> **The request**: Print the records below word for word, but leave out the pictures.

━━━━━━━━━━━━━━━━

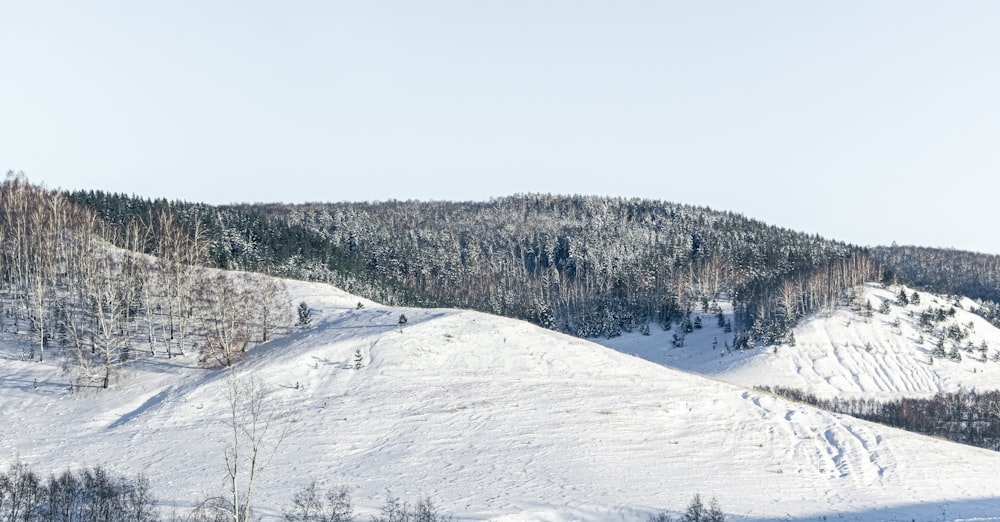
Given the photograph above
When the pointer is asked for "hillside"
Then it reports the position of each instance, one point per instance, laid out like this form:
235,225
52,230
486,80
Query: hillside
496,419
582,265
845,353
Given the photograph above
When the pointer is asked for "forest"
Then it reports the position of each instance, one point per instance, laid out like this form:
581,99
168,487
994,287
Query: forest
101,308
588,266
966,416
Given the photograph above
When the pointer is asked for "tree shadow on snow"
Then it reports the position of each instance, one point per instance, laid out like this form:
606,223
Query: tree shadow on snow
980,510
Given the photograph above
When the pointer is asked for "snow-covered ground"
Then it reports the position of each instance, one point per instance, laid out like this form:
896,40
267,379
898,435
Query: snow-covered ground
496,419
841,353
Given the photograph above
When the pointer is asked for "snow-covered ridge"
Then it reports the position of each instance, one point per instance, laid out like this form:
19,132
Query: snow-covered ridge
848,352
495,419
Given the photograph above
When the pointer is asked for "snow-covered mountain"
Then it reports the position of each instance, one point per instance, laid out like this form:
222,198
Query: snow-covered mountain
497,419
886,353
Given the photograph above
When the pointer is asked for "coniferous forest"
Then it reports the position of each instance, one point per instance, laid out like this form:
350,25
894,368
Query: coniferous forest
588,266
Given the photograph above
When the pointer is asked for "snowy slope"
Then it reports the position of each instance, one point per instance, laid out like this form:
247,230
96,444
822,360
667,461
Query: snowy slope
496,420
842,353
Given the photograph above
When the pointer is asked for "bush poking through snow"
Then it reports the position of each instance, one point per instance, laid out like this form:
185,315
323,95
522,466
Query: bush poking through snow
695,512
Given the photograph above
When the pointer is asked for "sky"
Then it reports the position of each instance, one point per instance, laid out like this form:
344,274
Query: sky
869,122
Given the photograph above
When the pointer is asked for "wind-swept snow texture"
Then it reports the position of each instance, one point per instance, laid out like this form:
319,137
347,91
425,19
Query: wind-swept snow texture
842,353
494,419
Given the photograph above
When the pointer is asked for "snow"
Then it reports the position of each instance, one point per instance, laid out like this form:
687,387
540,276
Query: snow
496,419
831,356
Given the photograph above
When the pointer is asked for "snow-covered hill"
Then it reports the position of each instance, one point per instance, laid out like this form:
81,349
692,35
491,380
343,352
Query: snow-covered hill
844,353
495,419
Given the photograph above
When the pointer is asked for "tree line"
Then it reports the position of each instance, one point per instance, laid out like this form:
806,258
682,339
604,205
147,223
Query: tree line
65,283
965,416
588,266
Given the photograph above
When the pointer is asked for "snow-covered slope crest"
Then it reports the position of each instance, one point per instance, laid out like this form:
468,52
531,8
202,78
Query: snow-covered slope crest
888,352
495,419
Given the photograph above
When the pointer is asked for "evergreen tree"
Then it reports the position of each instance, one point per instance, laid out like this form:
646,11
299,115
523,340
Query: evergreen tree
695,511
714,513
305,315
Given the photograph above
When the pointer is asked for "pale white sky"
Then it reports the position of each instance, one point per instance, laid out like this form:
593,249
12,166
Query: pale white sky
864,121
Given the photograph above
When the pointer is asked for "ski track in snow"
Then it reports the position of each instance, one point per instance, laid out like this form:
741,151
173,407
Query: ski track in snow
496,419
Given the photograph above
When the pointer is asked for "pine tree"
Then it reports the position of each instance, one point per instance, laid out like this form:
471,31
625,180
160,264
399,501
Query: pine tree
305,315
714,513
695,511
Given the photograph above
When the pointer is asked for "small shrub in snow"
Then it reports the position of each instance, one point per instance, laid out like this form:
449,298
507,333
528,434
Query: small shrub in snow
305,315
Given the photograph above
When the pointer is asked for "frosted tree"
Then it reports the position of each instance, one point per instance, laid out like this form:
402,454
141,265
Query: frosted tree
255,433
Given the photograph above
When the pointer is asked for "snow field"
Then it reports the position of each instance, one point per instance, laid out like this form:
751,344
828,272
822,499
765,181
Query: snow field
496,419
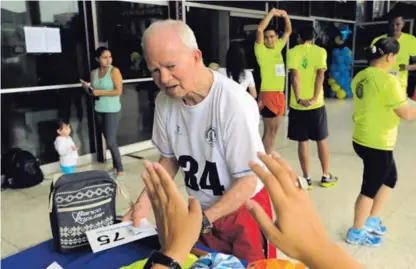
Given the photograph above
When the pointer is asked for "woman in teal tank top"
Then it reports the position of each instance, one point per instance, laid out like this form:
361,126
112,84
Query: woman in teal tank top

━━━━━━━━━━━━━━━━

> **Solution to the problem**:
Given the photograph above
When the pointer is asked for "hillside"
Then it reports the position of each instance, one point per instance, laid out like this form:
235,225
52,230
486,80
Query: hillside
496,419
582,265
845,353
Given the photograph above
When the pointer is asked for "forest"
Then it reports the position of each instance, one point per instance, laid out like this form:
581,99
168,487
994,287
Query: forest
101,308
588,266
966,416
Given the photograph above
When the pointer is asked for "tree shadow on snow"
Then it reports the position of each instance, one point per instance, laid out like this form:
606,223
Query: tree shadow on snow
980,510
Given the photograph above
When the pointer is asked for "snow-covered ground"
Then it reports the position of each instance, one point per instance, laid out like this form:
896,40
267,379
898,435
Query: snow-covered ground
496,419
841,353
Given the photograph above
When the pointer is asked for "snow-covered ridge"
Then it reports the position of each instance, one point per instance, laid out like this form:
19,132
Query: snow-covered ridge
848,352
495,419
Given the photograph above
When the pointer is asked for "snow-covered mountain"
Then it reports the position of each instance, one point per instance, laid out like this form:
222,198
Query: snow-covered mountain
497,419
886,353
Given the photograph above
When the pointer is asked for "coniferous forest"
Then it reports the position of each instance, one point per instance, laid out like this form:
350,25
894,368
Query: coniferous forest
588,266
Given the photograph above
When the pointer is asked for "snowy slope"
Then it reports the position of each instance, one point per instance, laid out like this form:
247,230
96,444
822,360
667,461
Query: snowy slope
496,420
842,353
Given the photograph above
When the pointer is asked for "bush poking through snow"
Then it reports the position of each instance, one point per instance, laid out like this form:
185,315
323,95
522,466
Query: bush poking through snow
695,512
Given the photograph above
When the pointer is asked for "sky"
Then it reports the position of each instance, one point per instance, laid out like this form:
344,274
Query: sky
869,122
Given the photograph above
When the pointer is asked for "wind-swept snow texture"
Then it reports the position of each instance, one point per instance, laid out like this form:
319,137
347,91
425,19
Query: wind-swept snow texture
842,353
494,419
Given the photograph above
When the pointer is asked for "snow"
Then it reports the position of each instance, one point per instance, laid out like this form:
687,387
540,276
Query: snow
496,419
831,356
Given the photograph above
When the pointer is asked for "snow-covered hill"
Then it reports the position of each instance, one point per instance, laid out like this form:
81,349
692,35
491,380
343,352
Query: snow-covered hill
844,353
495,419
Given the photograph above
When the pointer is asked for "tree line"
Then it reports the position of each instance, one point per instance, laid out like this form:
806,258
682,339
604,205
147,223
Query: tree line
65,283
965,416
588,266
Given the photograph above
When the pointer is asked for "snow-covered slope crest"
Then it reports the position of each instance, one point per instance, laid out like this form:
468,52
531,8
202,78
Query: snow-covered slope crest
888,352
495,419
Given the photograph above
When the pointer is asked for "evergreen tree"
Then it reports the position of each instance, one point per instance, laid out like this form:
646,11
299,115
523,340
Query: evergreen tree
695,511
714,513
305,315
Given the photograph above
When the pointer is asked for "pale white sky"
Then it reports the position of each instance, one point per instance, laid out like this form:
593,249
12,166
Query: pale white sky
864,121
Given the photograph above
When the pointer is asked for "ski track in snow"
Then it reports the position of each instance, one point per instance, laid out like this form:
741,151
173,407
Query: ski track in snow
496,419
Given the photograph above
When the pointer is asked for "pine tree"
Then it reports the position of each instance, one point per instance, laid out like this form:
471,31
625,180
160,264
399,501
Query: pine tree
305,315
714,513
695,511
Given the photograph above
When the pointer is asked for "small shrub in snow"
Then it reports the position of each instance, one point per instance, laid out like this form:
449,298
507,333
528,434
Query: small shrub in snow
305,315
Given the photograph above
When the pointer is asked for "frosted tree"
Then it reports the position of each instance, one point per instance, laid out like this form:
402,454
141,265
Query: frosted tree
255,433
Given the photograph above
When the pointer is asked for "snow field"
Then it reports the position of each instance, one point per instance, laid out like this form:
751,344
828,272
822,499
765,181
Query: snow field
496,419
Given the photograph above
When the pointer is asked for "woman in teal tank top"
Then it reports the position of each instance, one point per instance, laid out like this form:
361,126
112,84
Query: woman in teal tank top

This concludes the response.